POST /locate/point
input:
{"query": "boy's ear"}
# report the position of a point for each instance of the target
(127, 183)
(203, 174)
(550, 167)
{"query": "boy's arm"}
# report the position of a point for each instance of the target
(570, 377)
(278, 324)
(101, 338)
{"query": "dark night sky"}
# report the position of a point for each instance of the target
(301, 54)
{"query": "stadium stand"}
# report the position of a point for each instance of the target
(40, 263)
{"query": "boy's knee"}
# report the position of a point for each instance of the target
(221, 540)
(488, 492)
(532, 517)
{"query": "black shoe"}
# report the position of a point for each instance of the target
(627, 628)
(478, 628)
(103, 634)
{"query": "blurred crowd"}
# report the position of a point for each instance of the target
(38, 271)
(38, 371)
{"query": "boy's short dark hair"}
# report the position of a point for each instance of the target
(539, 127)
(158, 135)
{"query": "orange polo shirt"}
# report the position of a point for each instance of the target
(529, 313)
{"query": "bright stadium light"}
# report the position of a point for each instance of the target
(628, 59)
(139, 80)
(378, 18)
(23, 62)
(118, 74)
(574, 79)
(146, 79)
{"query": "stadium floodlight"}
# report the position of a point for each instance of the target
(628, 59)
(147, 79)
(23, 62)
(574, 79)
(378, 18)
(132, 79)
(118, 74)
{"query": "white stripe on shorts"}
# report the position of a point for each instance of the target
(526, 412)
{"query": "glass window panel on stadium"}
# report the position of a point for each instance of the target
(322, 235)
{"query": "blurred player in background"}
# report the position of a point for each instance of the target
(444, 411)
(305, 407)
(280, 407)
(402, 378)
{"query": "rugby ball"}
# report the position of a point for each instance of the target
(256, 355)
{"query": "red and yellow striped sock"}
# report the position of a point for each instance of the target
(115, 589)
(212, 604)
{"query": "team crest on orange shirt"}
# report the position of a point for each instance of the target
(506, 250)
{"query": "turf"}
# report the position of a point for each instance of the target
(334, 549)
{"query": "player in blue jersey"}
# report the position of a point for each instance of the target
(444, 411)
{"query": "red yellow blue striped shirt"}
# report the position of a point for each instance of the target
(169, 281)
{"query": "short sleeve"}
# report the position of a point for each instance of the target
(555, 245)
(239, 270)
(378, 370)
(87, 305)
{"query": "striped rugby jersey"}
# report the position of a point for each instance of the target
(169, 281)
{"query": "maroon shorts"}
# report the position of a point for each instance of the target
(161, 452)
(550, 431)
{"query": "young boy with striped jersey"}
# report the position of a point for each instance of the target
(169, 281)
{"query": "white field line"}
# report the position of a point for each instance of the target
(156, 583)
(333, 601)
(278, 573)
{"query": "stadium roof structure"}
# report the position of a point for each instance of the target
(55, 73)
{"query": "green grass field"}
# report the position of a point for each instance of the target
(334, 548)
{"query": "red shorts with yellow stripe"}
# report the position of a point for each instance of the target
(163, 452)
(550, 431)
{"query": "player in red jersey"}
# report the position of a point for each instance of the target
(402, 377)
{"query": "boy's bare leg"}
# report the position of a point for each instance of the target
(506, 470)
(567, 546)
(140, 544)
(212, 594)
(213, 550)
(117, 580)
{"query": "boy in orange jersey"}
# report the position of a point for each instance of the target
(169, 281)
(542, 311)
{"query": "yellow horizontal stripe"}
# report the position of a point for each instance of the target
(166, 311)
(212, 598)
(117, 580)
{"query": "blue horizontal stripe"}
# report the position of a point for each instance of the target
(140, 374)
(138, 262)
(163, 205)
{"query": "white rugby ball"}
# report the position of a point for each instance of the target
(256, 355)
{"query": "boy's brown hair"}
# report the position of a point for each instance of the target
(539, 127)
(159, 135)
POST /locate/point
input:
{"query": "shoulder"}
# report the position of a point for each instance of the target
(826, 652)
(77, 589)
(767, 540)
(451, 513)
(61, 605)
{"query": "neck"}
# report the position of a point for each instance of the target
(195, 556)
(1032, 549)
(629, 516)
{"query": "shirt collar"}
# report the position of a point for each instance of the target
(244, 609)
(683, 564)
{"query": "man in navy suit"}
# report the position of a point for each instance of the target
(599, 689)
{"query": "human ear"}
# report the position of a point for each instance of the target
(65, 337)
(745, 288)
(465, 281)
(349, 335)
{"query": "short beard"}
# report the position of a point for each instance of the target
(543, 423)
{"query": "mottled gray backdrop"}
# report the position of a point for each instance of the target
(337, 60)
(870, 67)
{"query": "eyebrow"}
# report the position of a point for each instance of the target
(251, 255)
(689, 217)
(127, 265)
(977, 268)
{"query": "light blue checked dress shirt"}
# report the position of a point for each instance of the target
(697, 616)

+ + + + + + +

** Directions for this task **
Print only these lines, exactly: the one containing "blue checked dress" and all after it to the end of the entries.

** Answer to this problem **
{"query": "light blue checked dress shirt"}
# report the position of a point for each instance of the target
(697, 616)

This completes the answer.